(Problem): Rewrite each of the following records with "thickest part" changed to "widest part" wherever it occurs, keeping everything else the same. Leave the pictures out of your answer.

(Stored rows):
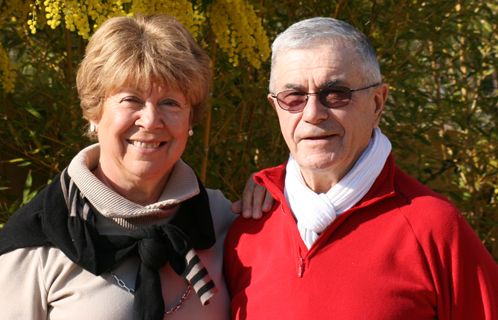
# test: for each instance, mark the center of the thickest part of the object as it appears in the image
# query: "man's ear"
(379, 100)
(272, 101)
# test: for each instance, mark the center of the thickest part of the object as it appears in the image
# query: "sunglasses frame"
(307, 94)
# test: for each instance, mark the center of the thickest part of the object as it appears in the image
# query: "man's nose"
(315, 111)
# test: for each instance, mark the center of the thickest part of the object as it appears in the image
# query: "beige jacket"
(42, 283)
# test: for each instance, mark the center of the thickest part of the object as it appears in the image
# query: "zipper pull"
(301, 268)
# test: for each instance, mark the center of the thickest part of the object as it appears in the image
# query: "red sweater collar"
(274, 179)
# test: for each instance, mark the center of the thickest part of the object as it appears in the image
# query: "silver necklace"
(180, 303)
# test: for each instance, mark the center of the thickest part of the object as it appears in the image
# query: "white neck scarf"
(315, 212)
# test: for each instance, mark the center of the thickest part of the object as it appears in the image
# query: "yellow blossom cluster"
(85, 16)
(7, 71)
(239, 31)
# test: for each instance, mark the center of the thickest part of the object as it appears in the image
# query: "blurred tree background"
(438, 57)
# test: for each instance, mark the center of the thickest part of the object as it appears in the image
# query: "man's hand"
(256, 199)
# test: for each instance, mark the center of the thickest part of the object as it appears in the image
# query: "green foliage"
(438, 57)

(Worked solution):
# test: for each instance, mark the center of the widest part of the object as it appears in the image
# query: "man's ear"
(379, 100)
(272, 101)
# test: for each instance, mark the center of the widest part of the object as it appears in the image
# query: "sunglasses frame"
(307, 94)
# test: for each instance, mark the center of the widest part of the object as it appears in the image
# query: "man's nose"
(315, 111)
# test: for each instance, mark the center of the widest part of the object as it appears in the image
# query: "beige jacket"
(42, 283)
# test: for each instance, mark the center of the widest part of the object as it appears in the image
# query: "zipper pull"
(301, 268)
# test: for each instance, mark the center of the widest part of the object as it appears in the image
# query: "red sweater collar"
(274, 179)
# test: for each instance, mark the center of the widest part of the object as it appears in the image
# query: "silver necklace"
(180, 303)
# test: for each instance, mark the center of the widest part of the object as it appears in the image
# query: "white neck scarf"
(315, 212)
# test: for each instance, mark the center of the widest part of the object as it appears in the image
# query: "yellow blossom cluster"
(85, 16)
(7, 71)
(239, 31)
# test: for each instance, mark the center of the widest part of the object as it appears in the image
# query: "blurred tree background"
(438, 57)
# test: for each instance, mark the center of the widest part of the object as it appears in the image
# query: "man's hand"
(256, 199)
# test: for each instance, mark the center of the widest part of the object as it appears in the image
# query: "green foliage"
(438, 57)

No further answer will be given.